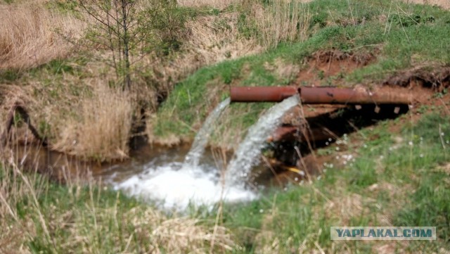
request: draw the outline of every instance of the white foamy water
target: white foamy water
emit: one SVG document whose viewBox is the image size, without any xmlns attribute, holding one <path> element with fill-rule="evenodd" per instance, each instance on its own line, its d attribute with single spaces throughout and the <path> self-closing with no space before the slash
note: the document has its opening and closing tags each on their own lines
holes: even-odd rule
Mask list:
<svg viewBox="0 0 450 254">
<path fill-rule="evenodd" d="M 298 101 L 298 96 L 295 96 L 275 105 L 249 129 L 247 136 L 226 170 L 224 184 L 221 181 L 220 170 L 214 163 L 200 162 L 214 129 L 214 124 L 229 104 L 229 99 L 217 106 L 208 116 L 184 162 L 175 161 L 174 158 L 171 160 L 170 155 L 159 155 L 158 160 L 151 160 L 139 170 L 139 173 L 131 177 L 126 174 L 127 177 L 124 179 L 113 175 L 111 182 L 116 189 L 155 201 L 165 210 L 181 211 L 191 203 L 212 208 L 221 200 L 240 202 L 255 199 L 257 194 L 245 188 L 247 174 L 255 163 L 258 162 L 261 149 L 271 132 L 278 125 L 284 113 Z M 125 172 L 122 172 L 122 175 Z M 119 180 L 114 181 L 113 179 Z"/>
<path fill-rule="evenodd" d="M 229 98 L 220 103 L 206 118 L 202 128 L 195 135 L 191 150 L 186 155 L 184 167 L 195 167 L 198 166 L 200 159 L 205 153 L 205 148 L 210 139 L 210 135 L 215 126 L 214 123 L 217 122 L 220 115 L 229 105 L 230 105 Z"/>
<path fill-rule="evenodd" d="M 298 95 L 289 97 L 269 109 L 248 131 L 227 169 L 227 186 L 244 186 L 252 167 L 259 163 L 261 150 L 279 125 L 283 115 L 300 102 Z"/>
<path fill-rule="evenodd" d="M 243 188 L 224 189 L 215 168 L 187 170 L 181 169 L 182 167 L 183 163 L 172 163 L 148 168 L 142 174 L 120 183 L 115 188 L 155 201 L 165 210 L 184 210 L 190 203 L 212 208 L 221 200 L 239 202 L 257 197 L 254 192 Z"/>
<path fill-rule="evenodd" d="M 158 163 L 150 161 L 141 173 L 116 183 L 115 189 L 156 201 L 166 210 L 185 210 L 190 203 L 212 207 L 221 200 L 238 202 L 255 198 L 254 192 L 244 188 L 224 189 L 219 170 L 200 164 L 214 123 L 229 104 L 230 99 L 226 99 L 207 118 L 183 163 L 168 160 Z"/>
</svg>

[BRIEF] Print every line of the records above character for character, leaving out the pictures.

[EXPECTED ANSWER]
request: draw the outline of every instance of the white foamy water
target: white foamy water
emit: one SVG document whose viewBox is the image size, without any xmlns attribute, holding one <path> element with fill-rule="evenodd" per instance, each instance on its own line, its d attribute with single spaces throughout and the <path> self-closing with no space before the slash
note: the document has its opening and closing tags each on their own lines
holes: even-odd rule
Mask list:
<svg viewBox="0 0 450 254">
<path fill-rule="evenodd" d="M 298 101 L 298 96 L 295 96 L 275 105 L 249 129 L 247 136 L 226 170 L 224 184 L 221 181 L 220 170 L 214 163 L 200 162 L 214 129 L 214 124 L 229 104 L 229 99 L 217 106 L 208 116 L 184 162 L 175 161 L 174 158 L 171 160 L 170 155 L 159 155 L 158 160 L 151 160 L 139 170 L 139 173 L 131 177 L 126 174 L 127 177 L 124 179 L 113 175 L 111 182 L 116 189 L 155 201 L 165 210 L 181 211 L 191 203 L 212 208 L 221 200 L 240 202 L 255 199 L 257 194 L 245 188 L 247 174 L 255 163 L 258 162 L 261 149 L 271 132 L 278 125 L 284 113 Z M 125 172 L 122 172 L 122 175 Z M 119 180 L 114 181 L 113 179 Z"/>
<path fill-rule="evenodd" d="M 229 98 L 220 103 L 206 118 L 202 128 L 195 135 L 191 150 L 186 155 L 184 167 L 195 167 L 198 166 L 200 159 L 205 153 L 205 148 L 210 139 L 210 135 L 215 126 L 214 123 L 217 122 L 220 115 L 229 105 L 230 105 Z"/>
<path fill-rule="evenodd" d="M 298 95 L 289 97 L 269 109 L 248 131 L 227 169 L 227 186 L 244 186 L 252 167 L 259 163 L 261 150 L 279 125 L 283 115 L 300 102 Z"/>
<path fill-rule="evenodd" d="M 243 188 L 224 189 L 215 168 L 187 170 L 181 169 L 182 167 L 183 163 L 172 163 L 148 168 L 142 174 L 120 183 L 115 188 L 155 201 L 165 210 L 184 210 L 190 203 L 212 208 L 221 200 L 239 202 L 257 197 L 254 192 Z"/>
<path fill-rule="evenodd" d="M 158 163 L 150 161 L 141 173 L 116 183 L 115 189 L 156 201 L 166 210 L 185 210 L 190 203 L 212 207 L 221 200 L 238 202 L 255 198 L 254 192 L 244 188 L 224 189 L 219 170 L 200 164 L 214 123 L 229 104 L 230 99 L 226 99 L 207 118 L 183 163 L 168 160 Z"/>
</svg>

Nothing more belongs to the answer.